» Instructions to follow:
Gather every line of the material below that contains the word "sidewalk", and copy each one in full.

» Source material:
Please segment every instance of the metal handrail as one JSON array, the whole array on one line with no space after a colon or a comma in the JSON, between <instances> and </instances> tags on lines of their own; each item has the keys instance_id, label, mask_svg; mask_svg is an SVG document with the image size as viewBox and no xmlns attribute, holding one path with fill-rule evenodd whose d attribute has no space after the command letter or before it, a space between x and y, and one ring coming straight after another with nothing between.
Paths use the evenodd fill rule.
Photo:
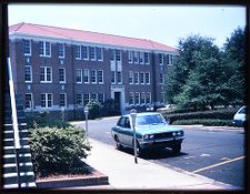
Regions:
<instances>
[{"instance_id":1,"label":"metal handrail","mask_svg":"<svg viewBox=\"0 0 250 194\"><path fill-rule=\"evenodd\" d=\"M12 76L10 58L8 58L8 74L9 74L10 101L11 101L12 124L13 124L13 135L14 135L14 150L16 150L16 157L17 157L18 184L20 187L19 151L21 149L21 145L20 145L19 129L18 129L18 114L17 114L17 104L16 104L13 76Z\"/></svg>"}]
</instances>

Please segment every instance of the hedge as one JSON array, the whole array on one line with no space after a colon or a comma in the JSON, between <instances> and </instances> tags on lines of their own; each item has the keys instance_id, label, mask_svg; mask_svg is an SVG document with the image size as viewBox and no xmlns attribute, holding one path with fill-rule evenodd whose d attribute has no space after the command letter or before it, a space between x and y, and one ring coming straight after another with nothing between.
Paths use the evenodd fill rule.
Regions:
<instances>
[{"instance_id":1,"label":"hedge","mask_svg":"<svg viewBox=\"0 0 250 194\"><path fill-rule=\"evenodd\" d=\"M233 126L232 120L208 120L208 119L178 120L178 121L173 121L172 124L176 124L176 125L202 124L204 126Z\"/></svg>"},{"instance_id":2,"label":"hedge","mask_svg":"<svg viewBox=\"0 0 250 194\"><path fill-rule=\"evenodd\" d=\"M179 120L232 120L237 111L238 109L221 109L177 114L163 113L163 116L169 121L170 124Z\"/></svg>"},{"instance_id":3,"label":"hedge","mask_svg":"<svg viewBox=\"0 0 250 194\"><path fill-rule=\"evenodd\" d=\"M36 176L86 173L80 159L90 151L83 129L38 127L30 132L31 157Z\"/></svg>"}]
</instances>

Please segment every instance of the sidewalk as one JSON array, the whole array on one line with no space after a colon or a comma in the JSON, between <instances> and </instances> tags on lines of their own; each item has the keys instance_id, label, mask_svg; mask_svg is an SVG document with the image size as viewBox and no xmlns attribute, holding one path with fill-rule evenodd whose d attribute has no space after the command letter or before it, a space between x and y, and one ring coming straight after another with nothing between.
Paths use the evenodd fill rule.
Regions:
<instances>
[{"instance_id":1,"label":"sidewalk","mask_svg":"<svg viewBox=\"0 0 250 194\"><path fill-rule=\"evenodd\" d=\"M109 177L108 190L241 190L186 171L174 171L90 139L91 155L84 161Z\"/></svg>"}]
</instances>

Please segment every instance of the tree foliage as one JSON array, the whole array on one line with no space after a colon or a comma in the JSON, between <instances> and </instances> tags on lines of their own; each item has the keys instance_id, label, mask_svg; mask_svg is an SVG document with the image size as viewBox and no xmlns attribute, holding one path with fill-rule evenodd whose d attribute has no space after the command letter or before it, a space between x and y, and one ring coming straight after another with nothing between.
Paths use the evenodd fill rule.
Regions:
<instances>
[{"instance_id":1,"label":"tree foliage","mask_svg":"<svg viewBox=\"0 0 250 194\"><path fill-rule=\"evenodd\" d=\"M211 38L181 39L179 58L166 78L168 102L193 109L242 103L243 45L241 29L227 39L223 51Z\"/></svg>"}]
</instances>

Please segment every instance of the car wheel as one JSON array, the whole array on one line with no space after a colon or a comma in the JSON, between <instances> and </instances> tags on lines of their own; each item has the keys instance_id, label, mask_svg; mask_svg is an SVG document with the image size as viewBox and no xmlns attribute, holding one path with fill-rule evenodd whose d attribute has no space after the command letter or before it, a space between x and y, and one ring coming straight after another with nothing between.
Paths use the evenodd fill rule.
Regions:
<instances>
[{"instance_id":1,"label":"car wheel","mask_svg":"<svg viewBox=\"0 0 250 194\"><path fill-rule=\"evenodd\" d=\"M114 140L116 140L116 143L117 143L117 149L118 150L122 150L123 146L121 145L120 140L119 140L119 137L117 135L116 135Z\"/></svg>"},{"instance_id":2,"label":"car wheel","mask_svg":"<svg viewBox=\"0 0 250 194\"><path fill-rule=\"evenodd\" d=\"M174 154L180 154L180 151L181 151L181 144L178 143L176 145L172 146L172 151Z\"/></svg>"}]
</instances>

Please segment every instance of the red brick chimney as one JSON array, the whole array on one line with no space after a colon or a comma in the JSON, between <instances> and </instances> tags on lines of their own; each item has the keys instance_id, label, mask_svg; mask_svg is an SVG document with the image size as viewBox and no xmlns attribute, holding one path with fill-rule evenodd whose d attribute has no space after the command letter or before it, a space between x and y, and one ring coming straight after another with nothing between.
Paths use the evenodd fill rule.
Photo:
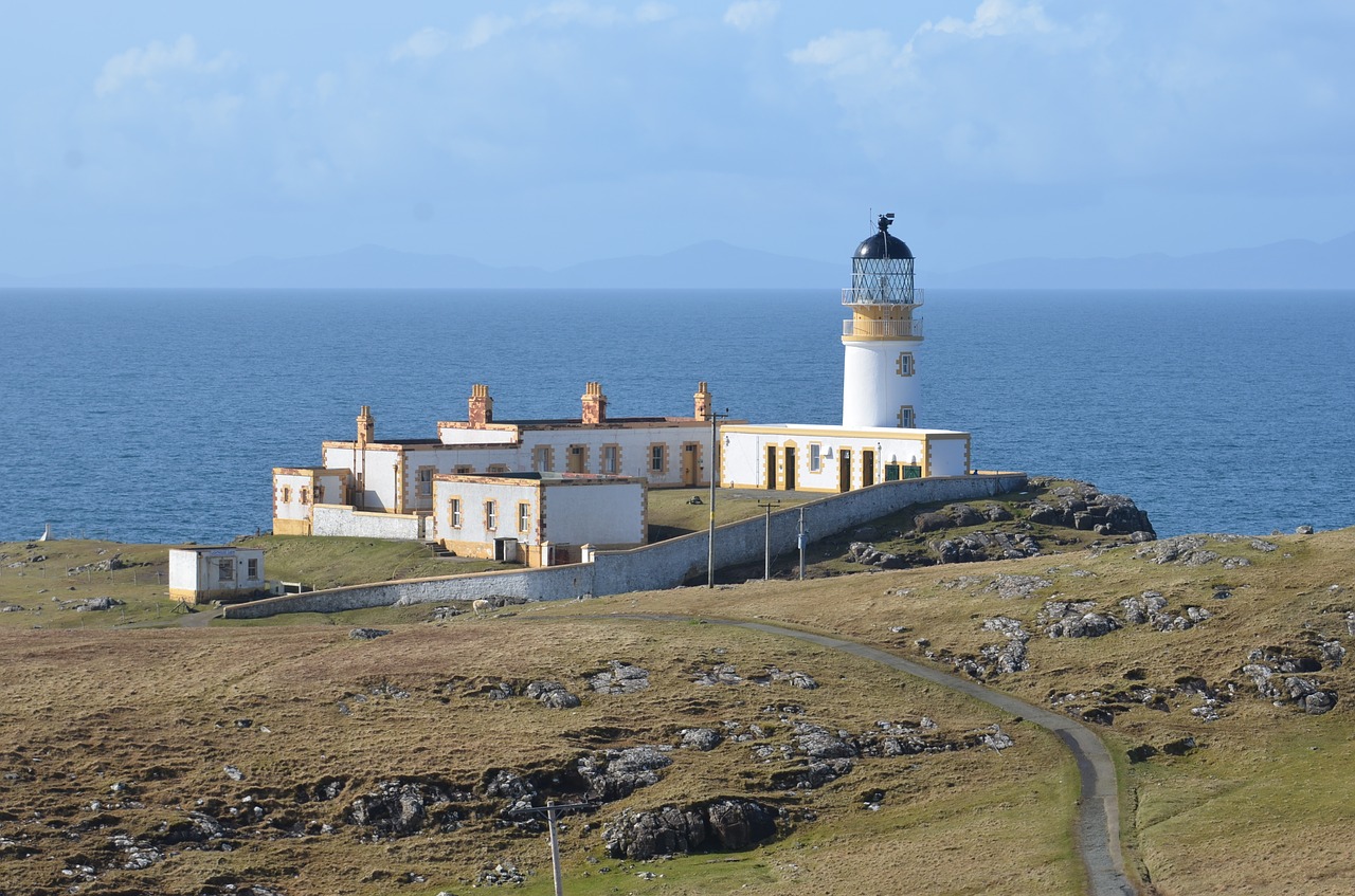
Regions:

» Solution to the exercise:
Please segment every instance of the sidewalk as one JSON array, the whole array on one line with no space after a colon or a comma in the JSON, between <instances> and </instances> tags on lines of their own; each item has the keys instance_id, label, mask_svg; mask_svg is an SVG document with the image size as viewBox and no xmlns attribute, holding one path with fill-rule evenodd whose d attribute has no space after the command letter or before it, a space between x and y, and one ring coming straight after another with nothing between.
[{"instance_id":1,"label":"sidewalk","mask_svg":"<svg viewBox=\"0 0 250 194\"><path fill-rule=\"evenodd\" d=\"M109 177L108 190L241 190L186 171L174 171L90 139L91 155L84 161Z\"/></svg>"}]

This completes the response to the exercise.